• _Выполните задания_
1 – Изложите фрагмент о жизни после лечения рака в двух предложениях.
2 – Дайте продолжение фрагмента о жизни после лечения рака, начиная сразу после его последнего предложения.

Для меня главная задача — удержаться от самобичевания (хотя иногда я попадаюсь в эту коварную ловушку сожалений о несделанном) и, наоборот, надеть мудрые очки для ближнего обзора (а их у меня полным-полно) и присмотреться к тому, что происходит сейчас. В прошлом я вижу некоторую лень и склонность положиться на «крупнокалиберное оружие», пренебрегая важными последующими процедурами (строгая диета, мегавитамины, физкультура, визуализации и т. д.). В общем-то, я все это делала, но иногда позволяла себе пропускать. Я думала так: мне сделали операцию и облучение; я прошла химиотерапию, неужели это недостаточная цена, неужели все это не может справиться с болезнью само, а я просто хочу вернуться к нормальной жизни, вместо того чтобы идти куда-то еще, ходить по другим докторам, снова принимать трудные решения. Я уже пожертвовала частью своей плоти, я пережила год мучений, чтобы вылечиться, и мне уже слишком трудно решать, что делать дальше в этой непонятной сфере.
Кроме того, я замечаю, что естественное желание верить в лучшее («это всего лишь местный рецидив») несколько переоценивается сторонниками «позитивного мышления»: надо сосредоточиться на полном излечении от рака, со всей убежденностью говорить: «со мной все в порядке», гнать от себя любые мысли о том, что мне и дальше придется лежать в больнице, гнать от себя подозрения, что рак по-прежнему притаился где-то у меня в теле, потому что такие негативные мысли имеют магическую силу становиться реальностью.
Со стороны родных и друзей я тоже чувствую некоторое давление мыслить позитивно. Понятно, что никто, независимо от того, больной он или здоровый (то есть потенциально больной), не хочет думать о худшем варианте развития событий, но все-таки родные и друзья должны помнить, что страхи перед раком не основаны на фантазиях, что это не просто негативное мышление. Надеюсь, они научатся относиться терпимее к этим страхам, потому что часто они выполняют полезную функцию; их надо выслушивать, с ними надо работать, но не отрицать их.

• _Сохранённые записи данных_
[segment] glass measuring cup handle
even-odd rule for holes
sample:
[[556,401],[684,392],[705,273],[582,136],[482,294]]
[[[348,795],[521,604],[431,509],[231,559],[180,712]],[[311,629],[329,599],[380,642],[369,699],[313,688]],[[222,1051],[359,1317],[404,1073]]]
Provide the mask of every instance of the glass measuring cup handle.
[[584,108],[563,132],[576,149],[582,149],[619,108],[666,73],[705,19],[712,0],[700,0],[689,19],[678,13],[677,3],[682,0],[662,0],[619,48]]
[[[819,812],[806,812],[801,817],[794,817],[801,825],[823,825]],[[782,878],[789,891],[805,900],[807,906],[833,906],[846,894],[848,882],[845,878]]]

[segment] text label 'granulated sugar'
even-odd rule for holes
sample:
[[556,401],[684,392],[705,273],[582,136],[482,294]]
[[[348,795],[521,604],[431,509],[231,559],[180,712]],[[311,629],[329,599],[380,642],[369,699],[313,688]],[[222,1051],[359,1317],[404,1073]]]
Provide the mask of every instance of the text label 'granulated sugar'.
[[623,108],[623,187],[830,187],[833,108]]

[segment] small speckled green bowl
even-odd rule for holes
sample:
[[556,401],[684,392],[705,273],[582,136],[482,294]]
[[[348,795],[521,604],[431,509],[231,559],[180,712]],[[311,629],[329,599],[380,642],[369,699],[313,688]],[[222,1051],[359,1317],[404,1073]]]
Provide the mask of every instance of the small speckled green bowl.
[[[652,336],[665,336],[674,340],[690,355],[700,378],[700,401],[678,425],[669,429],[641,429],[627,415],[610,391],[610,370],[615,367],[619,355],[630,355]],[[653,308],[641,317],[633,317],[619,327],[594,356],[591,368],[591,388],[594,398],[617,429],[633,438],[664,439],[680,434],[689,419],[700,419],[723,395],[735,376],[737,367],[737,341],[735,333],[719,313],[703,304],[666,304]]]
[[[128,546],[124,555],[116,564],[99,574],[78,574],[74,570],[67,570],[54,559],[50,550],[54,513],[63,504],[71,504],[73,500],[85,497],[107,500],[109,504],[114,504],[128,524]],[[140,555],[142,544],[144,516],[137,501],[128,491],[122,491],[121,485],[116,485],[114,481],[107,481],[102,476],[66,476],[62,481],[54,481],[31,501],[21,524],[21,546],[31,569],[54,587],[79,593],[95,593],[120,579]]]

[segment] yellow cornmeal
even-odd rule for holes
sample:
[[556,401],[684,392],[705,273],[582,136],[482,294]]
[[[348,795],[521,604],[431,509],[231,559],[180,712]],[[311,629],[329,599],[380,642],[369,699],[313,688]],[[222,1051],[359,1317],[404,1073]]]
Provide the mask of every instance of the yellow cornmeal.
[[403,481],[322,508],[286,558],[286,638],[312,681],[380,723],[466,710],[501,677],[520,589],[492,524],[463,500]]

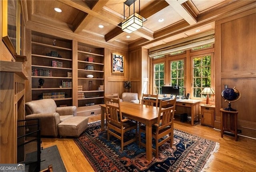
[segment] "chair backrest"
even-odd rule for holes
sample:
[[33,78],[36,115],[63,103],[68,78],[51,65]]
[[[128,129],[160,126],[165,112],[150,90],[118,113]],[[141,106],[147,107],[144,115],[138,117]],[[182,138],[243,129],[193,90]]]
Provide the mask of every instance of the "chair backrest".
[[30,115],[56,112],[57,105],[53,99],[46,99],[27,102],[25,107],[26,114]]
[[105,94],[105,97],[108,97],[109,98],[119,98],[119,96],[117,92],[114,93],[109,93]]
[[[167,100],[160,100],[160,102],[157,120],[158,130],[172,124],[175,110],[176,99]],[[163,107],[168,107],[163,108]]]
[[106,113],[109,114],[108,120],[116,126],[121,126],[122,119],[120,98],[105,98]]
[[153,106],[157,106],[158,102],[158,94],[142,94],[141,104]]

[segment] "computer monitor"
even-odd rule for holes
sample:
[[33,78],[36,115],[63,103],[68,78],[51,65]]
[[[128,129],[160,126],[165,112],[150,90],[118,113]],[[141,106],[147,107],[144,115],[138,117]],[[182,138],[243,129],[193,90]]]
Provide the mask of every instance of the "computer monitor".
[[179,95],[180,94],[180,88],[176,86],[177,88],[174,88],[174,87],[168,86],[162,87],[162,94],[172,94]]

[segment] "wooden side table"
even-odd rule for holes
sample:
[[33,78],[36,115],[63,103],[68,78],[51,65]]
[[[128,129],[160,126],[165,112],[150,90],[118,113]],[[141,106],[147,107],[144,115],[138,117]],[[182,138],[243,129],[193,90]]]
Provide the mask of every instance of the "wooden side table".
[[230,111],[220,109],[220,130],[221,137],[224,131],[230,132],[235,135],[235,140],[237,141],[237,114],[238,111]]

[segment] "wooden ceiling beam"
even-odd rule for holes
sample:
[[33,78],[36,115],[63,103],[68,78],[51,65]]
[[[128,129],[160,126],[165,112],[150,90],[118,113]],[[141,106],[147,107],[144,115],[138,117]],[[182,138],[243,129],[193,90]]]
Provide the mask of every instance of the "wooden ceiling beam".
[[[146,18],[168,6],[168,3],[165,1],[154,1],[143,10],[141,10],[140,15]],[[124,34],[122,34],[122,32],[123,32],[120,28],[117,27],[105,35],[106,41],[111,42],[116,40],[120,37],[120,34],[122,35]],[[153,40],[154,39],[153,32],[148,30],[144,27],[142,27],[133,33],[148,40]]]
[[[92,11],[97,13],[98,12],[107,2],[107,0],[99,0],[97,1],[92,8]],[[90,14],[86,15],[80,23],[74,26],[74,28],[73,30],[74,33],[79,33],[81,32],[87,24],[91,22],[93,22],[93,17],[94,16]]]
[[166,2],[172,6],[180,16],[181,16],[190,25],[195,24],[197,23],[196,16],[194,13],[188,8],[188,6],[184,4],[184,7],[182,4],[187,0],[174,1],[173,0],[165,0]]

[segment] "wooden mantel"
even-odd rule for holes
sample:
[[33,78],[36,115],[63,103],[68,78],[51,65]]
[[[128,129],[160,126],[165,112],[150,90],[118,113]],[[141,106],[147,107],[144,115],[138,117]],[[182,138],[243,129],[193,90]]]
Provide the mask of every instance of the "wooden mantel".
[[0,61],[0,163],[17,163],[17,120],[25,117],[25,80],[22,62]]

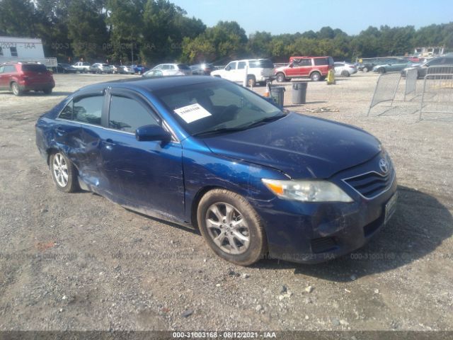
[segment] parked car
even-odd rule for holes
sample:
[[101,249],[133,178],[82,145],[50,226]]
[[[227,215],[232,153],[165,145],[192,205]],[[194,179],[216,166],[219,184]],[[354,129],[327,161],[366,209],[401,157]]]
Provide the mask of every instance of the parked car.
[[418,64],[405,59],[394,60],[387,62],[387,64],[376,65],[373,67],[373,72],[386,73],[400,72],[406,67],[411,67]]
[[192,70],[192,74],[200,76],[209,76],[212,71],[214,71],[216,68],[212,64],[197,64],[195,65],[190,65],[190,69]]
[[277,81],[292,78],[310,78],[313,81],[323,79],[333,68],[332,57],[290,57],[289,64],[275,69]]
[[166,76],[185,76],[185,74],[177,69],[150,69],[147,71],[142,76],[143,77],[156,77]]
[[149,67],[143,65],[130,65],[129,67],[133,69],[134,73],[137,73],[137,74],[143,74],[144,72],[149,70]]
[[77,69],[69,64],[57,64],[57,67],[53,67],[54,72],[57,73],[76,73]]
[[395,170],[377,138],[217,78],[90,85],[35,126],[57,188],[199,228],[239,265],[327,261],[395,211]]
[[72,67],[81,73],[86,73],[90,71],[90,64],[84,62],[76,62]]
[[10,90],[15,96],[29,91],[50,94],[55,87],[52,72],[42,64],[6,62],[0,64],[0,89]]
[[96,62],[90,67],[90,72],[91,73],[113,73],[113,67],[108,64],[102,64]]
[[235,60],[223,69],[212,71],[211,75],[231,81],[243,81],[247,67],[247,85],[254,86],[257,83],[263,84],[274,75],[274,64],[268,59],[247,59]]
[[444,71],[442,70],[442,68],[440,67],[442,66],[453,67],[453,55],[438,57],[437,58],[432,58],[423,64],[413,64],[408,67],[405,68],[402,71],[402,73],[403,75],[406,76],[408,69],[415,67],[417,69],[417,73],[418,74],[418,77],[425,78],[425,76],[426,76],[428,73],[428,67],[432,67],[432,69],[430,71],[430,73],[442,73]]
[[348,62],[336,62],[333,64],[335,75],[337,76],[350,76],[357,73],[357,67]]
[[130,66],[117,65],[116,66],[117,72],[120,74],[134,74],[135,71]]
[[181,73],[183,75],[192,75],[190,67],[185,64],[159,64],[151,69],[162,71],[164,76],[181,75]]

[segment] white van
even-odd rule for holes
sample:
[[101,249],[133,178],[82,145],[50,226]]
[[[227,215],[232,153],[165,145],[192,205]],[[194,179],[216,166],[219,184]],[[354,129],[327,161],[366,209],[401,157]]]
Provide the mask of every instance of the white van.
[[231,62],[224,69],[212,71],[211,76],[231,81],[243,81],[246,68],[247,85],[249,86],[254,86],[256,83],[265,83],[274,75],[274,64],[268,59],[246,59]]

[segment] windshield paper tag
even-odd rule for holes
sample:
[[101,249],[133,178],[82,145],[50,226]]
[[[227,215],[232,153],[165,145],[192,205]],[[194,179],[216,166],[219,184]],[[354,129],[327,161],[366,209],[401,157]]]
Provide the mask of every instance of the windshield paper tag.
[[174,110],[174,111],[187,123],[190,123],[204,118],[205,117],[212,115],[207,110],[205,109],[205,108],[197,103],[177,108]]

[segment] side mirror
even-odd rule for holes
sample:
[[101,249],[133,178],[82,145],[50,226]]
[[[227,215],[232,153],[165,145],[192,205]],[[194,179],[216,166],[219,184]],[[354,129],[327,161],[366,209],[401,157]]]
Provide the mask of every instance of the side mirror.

• _Ответы к заданиям_
1 – Автор признаёт, что после операции, облучения и химиотерапии иногда позволяла себе пропускать важные последующие процедуры, считая пройденное лечение достаточной ценой и желая вернуться к нормальной жизни. Также автор отмечает, что сторонники «позитивного мышления» переоценивают желание верить в лучшее, чувствует давление родных и друзей мыслить позитивно и надеется, что они научатся терпимее относиться к страхам перед раком, выслушивать их и работать с ними, а не отрицать.

2 –
Теперь я чувствую, что упрощенное понимание «позитивного мышления» заставило меня не только гнать от себя страхи, но и ослабило мою мотивацию продолжать после химиотерапии лечиться другими способами. Необходима невероятно высокая мотивация, когда сначала надо сделать тяжелый выбор между вариантами «чего-нибудь другого» (в области альтернативных и дополнительных методик лечения рака вообще все непонятно), а потом каждый день делать кучу работы, не говоря уже о времени и расходах на поездки в разные клиники и к разным докторам. То, что на бумаге кажется интересной лечебной методикой, на практике оборачивается невероятно трудной задачей вписать все это в повседневную жизнь, при том, что ты болен. Если же всего лишь стремиться к «позитивному мышлению», необходимой мотивации не достичь.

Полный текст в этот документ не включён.